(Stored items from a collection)
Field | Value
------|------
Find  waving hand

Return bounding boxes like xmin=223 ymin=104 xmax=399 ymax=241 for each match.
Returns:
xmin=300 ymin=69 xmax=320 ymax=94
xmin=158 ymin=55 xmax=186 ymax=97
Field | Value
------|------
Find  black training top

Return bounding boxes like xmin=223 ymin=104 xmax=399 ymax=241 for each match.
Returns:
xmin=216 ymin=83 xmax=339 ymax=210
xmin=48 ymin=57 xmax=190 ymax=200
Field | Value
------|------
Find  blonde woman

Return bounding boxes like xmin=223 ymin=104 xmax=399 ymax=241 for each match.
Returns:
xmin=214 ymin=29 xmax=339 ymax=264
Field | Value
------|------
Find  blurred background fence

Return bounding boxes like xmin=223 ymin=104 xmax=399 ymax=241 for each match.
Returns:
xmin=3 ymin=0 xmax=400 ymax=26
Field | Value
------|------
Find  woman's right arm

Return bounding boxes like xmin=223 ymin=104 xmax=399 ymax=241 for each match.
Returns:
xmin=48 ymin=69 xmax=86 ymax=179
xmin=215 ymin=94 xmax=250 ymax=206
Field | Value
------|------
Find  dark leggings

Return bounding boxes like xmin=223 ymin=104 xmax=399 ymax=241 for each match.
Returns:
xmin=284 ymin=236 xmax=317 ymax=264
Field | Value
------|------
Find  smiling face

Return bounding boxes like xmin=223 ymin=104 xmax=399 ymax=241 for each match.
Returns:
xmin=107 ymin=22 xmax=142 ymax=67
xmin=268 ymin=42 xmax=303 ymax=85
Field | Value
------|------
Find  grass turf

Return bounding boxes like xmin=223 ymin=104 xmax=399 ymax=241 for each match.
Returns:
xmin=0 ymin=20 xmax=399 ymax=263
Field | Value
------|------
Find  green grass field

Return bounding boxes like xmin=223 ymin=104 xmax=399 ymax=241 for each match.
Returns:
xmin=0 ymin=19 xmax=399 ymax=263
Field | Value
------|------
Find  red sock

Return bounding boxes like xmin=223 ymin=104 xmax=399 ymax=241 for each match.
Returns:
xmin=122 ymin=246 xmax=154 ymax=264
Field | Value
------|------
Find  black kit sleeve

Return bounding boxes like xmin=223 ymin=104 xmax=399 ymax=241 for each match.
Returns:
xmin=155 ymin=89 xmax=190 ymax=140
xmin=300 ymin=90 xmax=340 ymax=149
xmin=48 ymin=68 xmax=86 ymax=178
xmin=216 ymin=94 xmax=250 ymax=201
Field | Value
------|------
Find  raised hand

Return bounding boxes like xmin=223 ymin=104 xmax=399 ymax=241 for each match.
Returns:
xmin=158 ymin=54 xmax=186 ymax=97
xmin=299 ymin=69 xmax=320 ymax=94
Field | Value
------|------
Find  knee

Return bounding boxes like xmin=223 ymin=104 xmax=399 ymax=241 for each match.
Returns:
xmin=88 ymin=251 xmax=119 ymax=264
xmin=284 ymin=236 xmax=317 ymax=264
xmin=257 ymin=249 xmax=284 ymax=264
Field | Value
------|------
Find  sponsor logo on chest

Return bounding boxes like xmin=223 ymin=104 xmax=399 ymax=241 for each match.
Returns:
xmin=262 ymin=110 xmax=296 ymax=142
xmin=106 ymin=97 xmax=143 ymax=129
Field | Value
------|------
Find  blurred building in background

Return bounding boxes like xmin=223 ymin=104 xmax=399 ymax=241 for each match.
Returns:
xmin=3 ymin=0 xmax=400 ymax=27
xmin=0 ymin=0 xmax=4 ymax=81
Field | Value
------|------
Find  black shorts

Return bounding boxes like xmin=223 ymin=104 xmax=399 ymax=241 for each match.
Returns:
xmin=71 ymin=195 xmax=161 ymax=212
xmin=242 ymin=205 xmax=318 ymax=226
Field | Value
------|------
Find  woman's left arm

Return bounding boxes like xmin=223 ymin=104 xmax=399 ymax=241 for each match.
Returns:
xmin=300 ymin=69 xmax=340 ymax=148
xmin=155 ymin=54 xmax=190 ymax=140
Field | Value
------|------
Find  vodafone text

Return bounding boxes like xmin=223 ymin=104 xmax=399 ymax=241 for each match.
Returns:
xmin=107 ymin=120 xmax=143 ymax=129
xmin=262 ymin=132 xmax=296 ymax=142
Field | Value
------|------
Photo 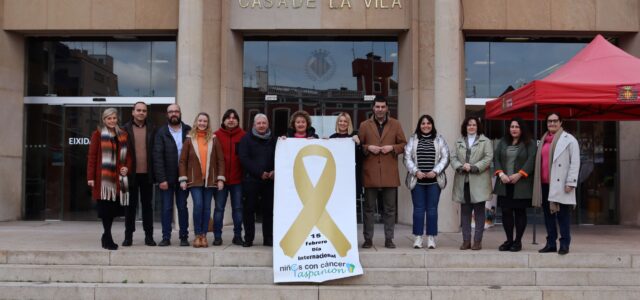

[What you will do]: Some lines above hold the word "woman". Copy all of them.

[Output for this exercise]:
Find  blonde woman
Find  woman's right arm
Find  woman's left arm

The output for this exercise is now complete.